Et en 2020, avec 3 millions de véhicules électriques globalement en France, pour environ 9 GW de puissance de charge, la mobilité solaire peut permettre de faire s’équilibrer la recharge des véhicules avec la production photovoltaïque sans nécessiter des renforcements importants d’infrastructure réseau et des centrales supplémentaires.

Et le recyclage ? Des solutions sont déjà au rendez-vous

Eh oui, le recyclage est en place et pas seulement pour les batteries de téléphone et les batteries au plomb. « Avec le recyclage, on considère que l’on a une batterie gratuite à partir de 3 batteries au plomb », indique Marion Perrin.

Mais le développement du marché des véhicules électriques et hybrides appelle aussi à une forte croissance à venir des volumes de batteries Nickel-Métal hydrure et Lithium-ion. Ainsi, pour ces types de batteries, la société SNAM a annoncé atteindre 80 % d’efficacité des masses recyclées alors que la limite minimale est fixée à 50 % par la réglementation européenne. SNAM a conclu depuis 2014 un partenariat avec le CEA afin d’optimiser la récupération des métaux tels que les terres rares (La, Ce, Nd, Pr), le cobalt, le nickel, le cuivre, l’aluminium, le manganèse.

Le stockage électrochimique est en mouvement, des acteurs français, tels Saft ou Bolloré, y sont au cœur avec chaque jour des études et des découvertes prometteuses. Certains fabricants de batteries envisagent même dans le futur une autonomie des voitures électriques de 800 km, en passant d’une densité énergétique de 200 Wh/kg aujourd’hui, vers les 2 000 Wh/kg dans quelques années. À suivre donc.


Réutiliser les batteries Li-Ion des véhicules électriques dans le bâtiment, c’est opérationnel

Concevoir un système de stockage stationnaire pour les bâtiments grâce à la réutilisation de batteries de véhicules électriques… c’est possible, cela fonctionne et, qui plus est, avec une garantie de puissance constante dans le temps.

Explications avec Éric Portalès, directeur de Projet au sein de la direction Innovations & Technologies Bouygues Énergies & Services, qui a conduit le projet avec Renault et Nissan.

Une capacité de stockage garantie de 11 kWh par batterie.
Une capacité de stockage garantie de 11 kWh par batterie.

Pourquoi le projet B4B (Batteries for Building) ?

Le projet est issu d’un travail commun entre Bouygues ES, Nissan et Renault. Il s’agit de constituer un système de stockage multi-batteries qui réutilisent des batteries Li-ion des véhicules électriques et qui ont encore 70 % à 75 % de leur capacité. Les batteries sont ensuite utilisées sur une partie du cycle de charge/décharge avec une puissance plafonnée à 12 kW.

Les batteries ne sont pas démantelées et sont réutilisées en l’état sans modification. Leur mise en place est flexible à partir de 24 kW et jusqu’à 1 MW en combinant plusieurs systèmes.

### DONNÉES FOURNIES
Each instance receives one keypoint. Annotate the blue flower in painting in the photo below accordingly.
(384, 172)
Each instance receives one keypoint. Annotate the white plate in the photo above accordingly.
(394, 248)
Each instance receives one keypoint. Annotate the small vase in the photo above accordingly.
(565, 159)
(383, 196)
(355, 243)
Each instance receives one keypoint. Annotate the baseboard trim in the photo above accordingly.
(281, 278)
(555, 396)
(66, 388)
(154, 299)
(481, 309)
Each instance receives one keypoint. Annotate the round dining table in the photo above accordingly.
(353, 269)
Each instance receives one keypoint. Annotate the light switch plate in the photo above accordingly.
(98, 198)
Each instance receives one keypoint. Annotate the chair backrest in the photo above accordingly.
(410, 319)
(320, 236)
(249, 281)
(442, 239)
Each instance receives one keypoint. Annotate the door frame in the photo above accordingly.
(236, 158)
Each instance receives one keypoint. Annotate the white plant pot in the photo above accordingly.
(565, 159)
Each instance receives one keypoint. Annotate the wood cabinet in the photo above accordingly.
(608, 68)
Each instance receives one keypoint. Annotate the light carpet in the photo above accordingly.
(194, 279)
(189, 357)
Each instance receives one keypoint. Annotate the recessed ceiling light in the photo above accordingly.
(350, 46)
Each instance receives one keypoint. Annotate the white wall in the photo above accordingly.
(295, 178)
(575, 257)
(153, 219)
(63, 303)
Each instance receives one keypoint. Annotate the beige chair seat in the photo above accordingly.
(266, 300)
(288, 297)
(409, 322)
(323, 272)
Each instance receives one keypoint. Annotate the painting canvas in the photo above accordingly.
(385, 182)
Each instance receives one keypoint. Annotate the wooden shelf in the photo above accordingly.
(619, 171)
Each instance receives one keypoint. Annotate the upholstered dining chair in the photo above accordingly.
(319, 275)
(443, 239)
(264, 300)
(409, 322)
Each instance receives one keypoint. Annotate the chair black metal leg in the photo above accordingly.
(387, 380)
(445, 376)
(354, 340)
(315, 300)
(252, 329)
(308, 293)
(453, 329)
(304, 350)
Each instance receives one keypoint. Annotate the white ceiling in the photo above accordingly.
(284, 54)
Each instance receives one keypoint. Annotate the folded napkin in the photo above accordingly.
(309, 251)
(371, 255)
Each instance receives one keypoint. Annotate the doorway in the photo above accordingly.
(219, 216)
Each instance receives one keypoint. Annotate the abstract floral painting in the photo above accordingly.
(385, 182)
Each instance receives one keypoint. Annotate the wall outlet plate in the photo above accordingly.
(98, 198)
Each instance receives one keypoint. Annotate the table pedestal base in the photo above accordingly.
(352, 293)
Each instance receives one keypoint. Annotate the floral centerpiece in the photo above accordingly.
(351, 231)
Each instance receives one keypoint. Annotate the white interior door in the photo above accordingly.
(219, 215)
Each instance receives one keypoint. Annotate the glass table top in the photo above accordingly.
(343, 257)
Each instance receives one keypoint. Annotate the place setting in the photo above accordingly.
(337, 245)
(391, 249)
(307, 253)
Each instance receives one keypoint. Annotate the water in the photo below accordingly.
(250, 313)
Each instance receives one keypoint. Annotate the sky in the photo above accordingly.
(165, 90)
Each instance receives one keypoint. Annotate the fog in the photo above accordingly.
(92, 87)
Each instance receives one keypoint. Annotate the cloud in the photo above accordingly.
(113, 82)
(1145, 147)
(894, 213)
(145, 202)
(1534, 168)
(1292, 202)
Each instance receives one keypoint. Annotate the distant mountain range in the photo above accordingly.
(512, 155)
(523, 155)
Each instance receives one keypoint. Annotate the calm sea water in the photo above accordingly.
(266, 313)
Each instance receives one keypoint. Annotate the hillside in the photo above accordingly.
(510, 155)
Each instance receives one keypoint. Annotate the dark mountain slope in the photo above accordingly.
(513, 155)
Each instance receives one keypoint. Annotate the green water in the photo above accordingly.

### TÂCHE DEMANDÉE 1
Résumez en deux phrases le texte sur les batteries des véhicules électriques.
### TÂCHE DEMANDÉE 2
Poursuivez le texte sur les batteries des véhicules électriques à la suite de sa dernière phrase.

### RÉSULTAT ATTENDU 1
Le recyclage des batteries est déjà en place, y compris pour les batteries Nickel-Métal hydrure et Lithium-ion, pour lesquelles la société SNAM annonce 80 % d'efficacité des masses recyclées alors que la réglementation européenne fixe un minimum de 50 %. Le projet B4B, issu d'un travail commun entre Bouygues ES, Nissan et Renault, réutilise sans les démanteler des batteries Li-ion de véhicules électriques qui conservent 70 % à 75 % de leur capacité, afin de constituer un système de stockage stationnaire pour les bâtiments.

### RÉSULTAT ATTENDU 2
D’autres constructeurs mènent également ce type de réflexion, BMW et Mercedes, mais aussi Mitsubishi font des essais pour stocker de l’Enr éolienne ou photovoltaïque. L’avantage majeur, c’est que le coût des batteries est donc amorti sur deux applications et deux usages différents.

Quels retours d’expérience ? La durée de vie est-elle importante ?

Deux projets sont opérationnels, tout d’abord le siège de Bouygues Construction : Challenger à Saint-Quentin depuis 3 ans et demi. Le second, depuis septembre 2015, est intégré au projet Issy Grid, dans un poste de distribution ERDF à proximité d’une zone de production photovoltaïque. Le stockage permet d’alléger les pointes de consommation sur le réseau et d’éviter de renvoyer l’électricité vers le réseau de transport lors des pointes de production solaire.

La durée de vie de la batterie est peu affectée par l’usage car les cycles de charge/décharge gérés par le BMS (Battery Management System) ne sont jamais complets, la batterie n’est ainsi jamais déchargée complètement. La puissance fournie par les batteries a une variation douce dans le temps. La durée de vie du stockage est prévue pour 12 ans (avec un changement de batterie vers 5/6 ans pour les plus usagées).

Pour quels usages ?

Nous avons actuellement 6 installations en cours de mise en place en Europe. Un des sites de production de Nissan en Espagne va utiliser le système B4B pour stocker 1 MWh, ce qui permet de récupérer l’ensemble de la production photovoltaïque et éclairer l’usine la nuit.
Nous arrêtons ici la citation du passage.